§ Verilen görev 1:
CHP yazısına göre, iktidarı beklerken parti yüzde kaçlarda kalıyor?

■ ■ ■

KİMSE HEVESLENMESİN!
“Kurt dumanlı havayı sever” sözü malumlarınız...
Nerede ne zaman belirsizlik çıkmaya başlasa ortalığı koklamaya ve kendilerini göstermeye başlayan birileri mutlaka olur.
Avının üstüne gider, sıkıştırır ve darbelerini indirir...
Çünkü hava pusludur, göz gözü görmüyordur...
*
CHP’de şu günler de öyle gibi...
Kimilerine göre CHP’de şu günler puslu hava misali...
İktidarı beklerken, en azından yüzde otuzları yakalama umudunu taşırken, yüzde 25’lerde kalmak biraz olsun havanın toz-duman olmasına neden oluyor.
CHP’de bu toz-dumanlık meseleleri eskiden beri yaşanır durur zaten.

■ ■ ■

§ Verilen görev 2:
Lütfen "tent" dizesini içeren bütün satırları topla.

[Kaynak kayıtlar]
■ ■ ■

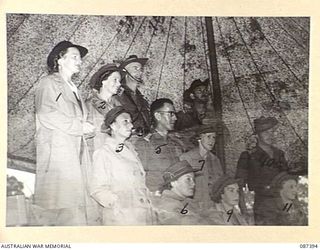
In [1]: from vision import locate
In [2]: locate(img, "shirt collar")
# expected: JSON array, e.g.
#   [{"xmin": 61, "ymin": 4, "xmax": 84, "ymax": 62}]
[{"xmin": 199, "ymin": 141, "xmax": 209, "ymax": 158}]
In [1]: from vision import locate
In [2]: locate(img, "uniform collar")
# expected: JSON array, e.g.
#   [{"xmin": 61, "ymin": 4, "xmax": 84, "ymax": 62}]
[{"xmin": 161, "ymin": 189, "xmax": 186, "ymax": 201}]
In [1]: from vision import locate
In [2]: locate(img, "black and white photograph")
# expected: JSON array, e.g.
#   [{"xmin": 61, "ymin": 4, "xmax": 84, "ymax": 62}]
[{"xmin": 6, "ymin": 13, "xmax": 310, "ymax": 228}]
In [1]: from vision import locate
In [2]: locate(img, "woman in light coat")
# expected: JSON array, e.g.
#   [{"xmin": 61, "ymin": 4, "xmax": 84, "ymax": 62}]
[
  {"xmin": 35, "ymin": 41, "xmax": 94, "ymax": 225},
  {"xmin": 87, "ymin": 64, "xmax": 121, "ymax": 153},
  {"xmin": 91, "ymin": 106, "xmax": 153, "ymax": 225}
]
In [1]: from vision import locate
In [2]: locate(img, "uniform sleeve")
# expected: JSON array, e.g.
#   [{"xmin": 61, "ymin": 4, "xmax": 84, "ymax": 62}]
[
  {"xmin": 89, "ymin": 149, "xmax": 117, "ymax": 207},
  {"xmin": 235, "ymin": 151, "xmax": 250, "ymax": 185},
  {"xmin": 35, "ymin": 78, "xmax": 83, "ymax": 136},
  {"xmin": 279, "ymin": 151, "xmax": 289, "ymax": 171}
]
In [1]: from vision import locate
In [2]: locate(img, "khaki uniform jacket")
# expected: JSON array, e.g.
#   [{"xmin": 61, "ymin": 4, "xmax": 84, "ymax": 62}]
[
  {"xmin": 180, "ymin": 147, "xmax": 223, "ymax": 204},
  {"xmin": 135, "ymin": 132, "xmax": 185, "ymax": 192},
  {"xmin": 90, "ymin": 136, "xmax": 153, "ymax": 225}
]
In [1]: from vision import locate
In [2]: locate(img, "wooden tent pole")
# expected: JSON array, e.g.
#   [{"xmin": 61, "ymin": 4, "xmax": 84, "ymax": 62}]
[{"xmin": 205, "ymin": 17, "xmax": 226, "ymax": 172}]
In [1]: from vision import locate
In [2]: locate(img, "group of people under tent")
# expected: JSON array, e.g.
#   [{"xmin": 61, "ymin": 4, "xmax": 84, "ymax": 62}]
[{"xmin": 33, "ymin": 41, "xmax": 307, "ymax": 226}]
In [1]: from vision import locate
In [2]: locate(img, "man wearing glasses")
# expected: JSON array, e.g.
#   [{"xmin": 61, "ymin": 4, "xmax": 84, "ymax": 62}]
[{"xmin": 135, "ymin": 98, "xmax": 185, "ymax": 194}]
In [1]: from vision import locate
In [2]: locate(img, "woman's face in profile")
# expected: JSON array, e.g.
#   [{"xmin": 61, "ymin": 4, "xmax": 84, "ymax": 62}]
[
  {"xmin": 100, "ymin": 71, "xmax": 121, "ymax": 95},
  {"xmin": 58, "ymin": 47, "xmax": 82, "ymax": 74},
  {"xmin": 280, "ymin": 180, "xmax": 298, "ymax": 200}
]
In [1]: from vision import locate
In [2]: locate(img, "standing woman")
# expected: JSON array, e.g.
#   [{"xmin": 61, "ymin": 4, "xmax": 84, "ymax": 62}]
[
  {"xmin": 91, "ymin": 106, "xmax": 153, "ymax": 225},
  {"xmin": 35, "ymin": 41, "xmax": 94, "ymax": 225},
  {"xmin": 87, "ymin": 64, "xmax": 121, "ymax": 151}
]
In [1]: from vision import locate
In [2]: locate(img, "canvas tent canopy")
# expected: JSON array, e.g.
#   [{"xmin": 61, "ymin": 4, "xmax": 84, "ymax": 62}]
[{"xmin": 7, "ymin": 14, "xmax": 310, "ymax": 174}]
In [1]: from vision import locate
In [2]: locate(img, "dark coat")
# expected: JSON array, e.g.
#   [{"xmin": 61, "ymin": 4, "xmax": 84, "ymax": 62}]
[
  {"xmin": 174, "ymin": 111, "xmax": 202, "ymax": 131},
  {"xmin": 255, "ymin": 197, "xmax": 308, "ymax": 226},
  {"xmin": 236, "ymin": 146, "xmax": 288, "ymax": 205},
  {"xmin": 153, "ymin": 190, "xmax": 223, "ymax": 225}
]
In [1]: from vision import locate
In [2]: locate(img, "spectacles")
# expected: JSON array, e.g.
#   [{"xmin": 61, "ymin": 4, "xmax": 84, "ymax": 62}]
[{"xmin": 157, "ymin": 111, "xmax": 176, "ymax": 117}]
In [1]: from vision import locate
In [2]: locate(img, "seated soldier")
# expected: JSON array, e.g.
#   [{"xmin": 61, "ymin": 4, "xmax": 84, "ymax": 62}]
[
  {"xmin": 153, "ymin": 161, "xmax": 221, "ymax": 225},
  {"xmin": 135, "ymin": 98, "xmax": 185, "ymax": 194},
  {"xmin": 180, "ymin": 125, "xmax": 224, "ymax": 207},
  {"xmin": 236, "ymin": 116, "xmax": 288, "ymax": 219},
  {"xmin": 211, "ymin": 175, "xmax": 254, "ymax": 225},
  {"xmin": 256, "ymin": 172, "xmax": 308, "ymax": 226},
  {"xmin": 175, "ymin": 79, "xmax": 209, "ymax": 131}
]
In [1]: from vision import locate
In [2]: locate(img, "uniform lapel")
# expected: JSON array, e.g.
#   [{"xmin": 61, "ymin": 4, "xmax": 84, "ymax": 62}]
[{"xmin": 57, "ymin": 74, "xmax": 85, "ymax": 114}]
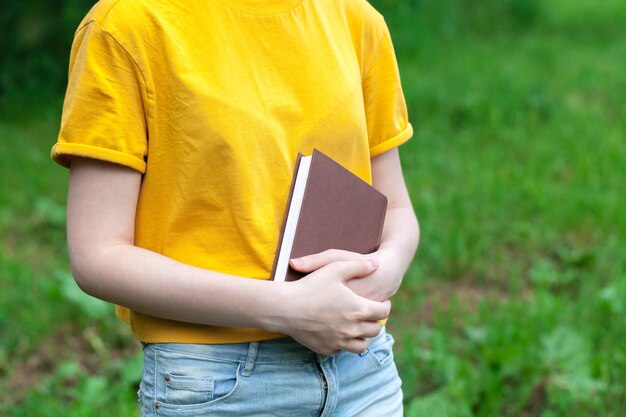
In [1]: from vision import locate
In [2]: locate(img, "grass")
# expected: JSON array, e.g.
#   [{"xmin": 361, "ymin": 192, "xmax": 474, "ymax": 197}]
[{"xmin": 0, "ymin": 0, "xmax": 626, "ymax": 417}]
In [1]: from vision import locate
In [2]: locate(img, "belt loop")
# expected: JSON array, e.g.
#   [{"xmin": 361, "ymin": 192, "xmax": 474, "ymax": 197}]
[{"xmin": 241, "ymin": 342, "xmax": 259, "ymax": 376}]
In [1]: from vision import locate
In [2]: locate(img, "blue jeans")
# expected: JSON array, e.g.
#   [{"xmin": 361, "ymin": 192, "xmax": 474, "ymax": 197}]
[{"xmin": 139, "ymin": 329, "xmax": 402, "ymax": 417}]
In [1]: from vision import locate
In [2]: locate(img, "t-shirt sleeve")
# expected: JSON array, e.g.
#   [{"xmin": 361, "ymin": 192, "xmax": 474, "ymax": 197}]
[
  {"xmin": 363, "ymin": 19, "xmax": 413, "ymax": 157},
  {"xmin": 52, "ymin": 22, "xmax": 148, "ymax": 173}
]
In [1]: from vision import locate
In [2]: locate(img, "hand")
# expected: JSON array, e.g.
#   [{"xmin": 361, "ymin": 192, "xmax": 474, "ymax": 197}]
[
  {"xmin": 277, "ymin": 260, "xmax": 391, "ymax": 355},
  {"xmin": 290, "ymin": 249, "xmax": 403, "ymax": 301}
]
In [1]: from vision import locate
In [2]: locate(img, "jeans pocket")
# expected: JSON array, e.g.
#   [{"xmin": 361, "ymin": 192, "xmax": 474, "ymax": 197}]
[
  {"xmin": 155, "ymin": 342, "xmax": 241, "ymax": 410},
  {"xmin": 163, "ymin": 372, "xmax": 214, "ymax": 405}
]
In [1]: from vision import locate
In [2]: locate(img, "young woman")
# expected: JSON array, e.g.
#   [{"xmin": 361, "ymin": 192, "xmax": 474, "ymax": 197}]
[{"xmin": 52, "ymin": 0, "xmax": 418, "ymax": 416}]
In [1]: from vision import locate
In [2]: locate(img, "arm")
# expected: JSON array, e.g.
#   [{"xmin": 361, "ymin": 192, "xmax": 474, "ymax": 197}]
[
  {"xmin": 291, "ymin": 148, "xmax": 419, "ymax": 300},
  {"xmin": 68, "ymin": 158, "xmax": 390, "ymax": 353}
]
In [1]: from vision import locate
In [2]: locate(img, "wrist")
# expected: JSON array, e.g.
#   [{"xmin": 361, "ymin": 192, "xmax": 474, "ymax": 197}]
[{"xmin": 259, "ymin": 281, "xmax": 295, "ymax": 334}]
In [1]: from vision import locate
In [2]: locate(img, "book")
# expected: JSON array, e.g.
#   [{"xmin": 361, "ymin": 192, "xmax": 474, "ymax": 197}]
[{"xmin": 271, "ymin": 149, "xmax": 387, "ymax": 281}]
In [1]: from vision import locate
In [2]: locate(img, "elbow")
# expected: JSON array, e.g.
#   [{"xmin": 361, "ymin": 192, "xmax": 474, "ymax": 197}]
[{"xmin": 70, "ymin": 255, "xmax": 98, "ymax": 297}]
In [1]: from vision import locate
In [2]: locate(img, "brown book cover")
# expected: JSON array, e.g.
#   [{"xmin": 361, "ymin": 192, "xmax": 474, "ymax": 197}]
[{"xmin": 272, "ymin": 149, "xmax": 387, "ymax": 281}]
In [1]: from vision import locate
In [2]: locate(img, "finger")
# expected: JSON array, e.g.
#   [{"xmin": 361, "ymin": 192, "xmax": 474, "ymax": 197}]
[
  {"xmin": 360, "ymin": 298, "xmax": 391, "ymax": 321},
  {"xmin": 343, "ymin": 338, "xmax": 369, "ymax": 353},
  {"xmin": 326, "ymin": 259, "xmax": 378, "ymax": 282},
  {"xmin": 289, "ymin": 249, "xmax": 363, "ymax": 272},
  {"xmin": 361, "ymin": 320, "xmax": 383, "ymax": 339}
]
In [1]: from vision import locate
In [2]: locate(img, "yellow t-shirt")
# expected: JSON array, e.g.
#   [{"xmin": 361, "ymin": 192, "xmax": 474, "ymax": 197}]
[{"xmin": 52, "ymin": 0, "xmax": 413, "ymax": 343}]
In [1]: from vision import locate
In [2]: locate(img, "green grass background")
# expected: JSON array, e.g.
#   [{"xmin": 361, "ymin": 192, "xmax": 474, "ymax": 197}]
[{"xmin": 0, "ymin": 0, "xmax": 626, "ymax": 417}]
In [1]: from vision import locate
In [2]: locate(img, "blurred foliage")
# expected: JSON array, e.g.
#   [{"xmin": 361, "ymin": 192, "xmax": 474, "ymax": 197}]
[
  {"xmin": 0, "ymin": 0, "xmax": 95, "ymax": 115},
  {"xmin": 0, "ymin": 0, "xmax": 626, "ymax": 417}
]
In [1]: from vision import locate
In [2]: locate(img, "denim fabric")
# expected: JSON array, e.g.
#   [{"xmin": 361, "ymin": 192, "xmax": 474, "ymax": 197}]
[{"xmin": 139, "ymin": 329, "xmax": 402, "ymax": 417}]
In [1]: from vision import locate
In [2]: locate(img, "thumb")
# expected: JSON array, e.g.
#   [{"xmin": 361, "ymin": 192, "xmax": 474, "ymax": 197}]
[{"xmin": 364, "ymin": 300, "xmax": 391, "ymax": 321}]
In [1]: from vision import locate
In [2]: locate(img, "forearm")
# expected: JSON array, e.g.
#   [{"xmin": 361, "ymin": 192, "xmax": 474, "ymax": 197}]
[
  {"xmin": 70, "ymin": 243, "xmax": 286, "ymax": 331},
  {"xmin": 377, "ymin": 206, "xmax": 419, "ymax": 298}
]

■ ■ ■

§ Tam çıktı 1:
Yüzde 25'lerde.

§ Tam çıktı 2:
In [2]: locate(img, "wooden tent pole")
In [2]: locate(img, "group of people under tent")
In [2]: locate(img, "canvas tent canopy")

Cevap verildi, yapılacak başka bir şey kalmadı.